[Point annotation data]
....................
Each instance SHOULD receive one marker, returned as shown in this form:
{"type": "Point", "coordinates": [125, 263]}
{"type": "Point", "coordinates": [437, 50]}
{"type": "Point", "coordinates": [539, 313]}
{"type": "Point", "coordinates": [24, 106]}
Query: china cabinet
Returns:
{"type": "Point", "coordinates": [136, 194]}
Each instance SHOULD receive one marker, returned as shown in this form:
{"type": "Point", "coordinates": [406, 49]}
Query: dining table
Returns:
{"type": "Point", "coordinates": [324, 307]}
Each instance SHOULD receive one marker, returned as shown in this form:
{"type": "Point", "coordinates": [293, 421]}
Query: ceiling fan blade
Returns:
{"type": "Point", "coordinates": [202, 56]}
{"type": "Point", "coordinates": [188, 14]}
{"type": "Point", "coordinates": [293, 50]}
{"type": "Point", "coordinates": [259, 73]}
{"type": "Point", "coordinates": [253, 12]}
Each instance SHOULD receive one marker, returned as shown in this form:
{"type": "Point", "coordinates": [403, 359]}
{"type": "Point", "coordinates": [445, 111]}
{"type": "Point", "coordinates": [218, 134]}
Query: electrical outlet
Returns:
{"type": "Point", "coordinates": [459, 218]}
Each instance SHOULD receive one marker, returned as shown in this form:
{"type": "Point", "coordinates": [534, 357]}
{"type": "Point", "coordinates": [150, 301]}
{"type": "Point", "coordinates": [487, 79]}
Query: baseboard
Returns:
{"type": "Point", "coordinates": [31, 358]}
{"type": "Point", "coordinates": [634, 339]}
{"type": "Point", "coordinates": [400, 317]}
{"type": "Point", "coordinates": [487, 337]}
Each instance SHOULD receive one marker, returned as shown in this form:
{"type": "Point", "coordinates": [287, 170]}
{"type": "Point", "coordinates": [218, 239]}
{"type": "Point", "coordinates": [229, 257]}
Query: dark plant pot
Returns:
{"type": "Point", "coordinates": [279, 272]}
....................
TASK TO COMPLETE:
Format every line of the listing above as a JSON list of strings, one string per line, leaving out blank lines.

WORKED ANSWER:
[
  "Each instance SHOULD receive one marker, returned as shown in this form:",
  "{\"type\": \"Point\", \"coordinates\": [125, 263]}",
  "{\"type\": \"Point\", \"coordinates\": [437, 50]}",
  "{\"type\": \"Point\", \"coordinates\": [539, 313]}",
  "{\"type\": \"Point\", \"coordinates\": [24, 106]}",
  "Query: china cabinet",
  "Returns:",
  "{\"type\": \"Point\", \"coordinates\": [136, 194]}",
  "Each instance SHOULD receive one marker, returned as shown in this form:",
  "{\"type\": \"Point\", \"coordinates\": [406, 49]}",
  "Query: dining table",
  "Returns:",
  "{\"type\": \"Point\", \"coordinates\": [324, 307]}",
  "Each instance SHOULD receive one marker, returned as shown in this form:",
  "{\"type\": \"Point\", \"coordinates\": [293, 421]}",
  "Query: ceiling fan blade",
  "Returns:",
  "{\"type\": \"Point\", \"coordinates\": [202, 56]}",
  "{\"type\": \"Point\", \"coordinates\": [188, 14]}",
  "{\"type\": \"Point\", \"coordinates\": [293, 50]}",
  "{\"type\": \"Point\", \"coordinates\": [259, 73]}",
  "{\"type\": \"Point\", \"coordinates\": [253, 12]}",
  "Each instance SHOULD receive one marker, returned as shown in this form:",
  "{\"type\": \"Point\", \"coordinates\": [403, 359]}",
  "{\"type\": \"Point\", \"coordinates\": [445, 111]}",
  "{\"type\": \"Point\", \"coordinates\": [218, 134]}",
  "Query: electrical outlet",
  "Returns:",
  "{\"type\": \"Point\", \"coordinates\": [459, 218]}",
  "Each instance SHOULD receive one marker, returned as shown in this form:",
  "{\"type\": \"Point\", \"coordinates\": [534, 357]}",
  "{\"type\": \"Point\", \"coordinates\": [150, 301]}",
  "{\"type\": \"Point\", \"coordinates\": [487, 79]}",
  "Query: baseboard",
  "Returns:",
  "{\"type\": \"Point\", \"coordinates\": [31, 358]}",
  "{\"type\": \"Point\", \"coordinates\": [634, 339]}",
  "{\"type\": \"Point\", \"coordinates\": [400, 317]}",
  "{\"type\": \"Point\", \"coordinates\": [487, 337]}",
  "Each instance SHOULD receive one marker, returned as shown in this form:",
  "{\"type\": \"Point\", \"coordinates\": [287, 170]}",
  "{\"type\": \"Point\", \"coordinates\": [218, 239]}",
  "{\"type\": \"Point\", \"coordinates\": [229, 257]}",
  "Query: dark plant pot",
  "Returns:",
  "{\"type\": \"Point\", \"coordinates\": [279, 272]}"
]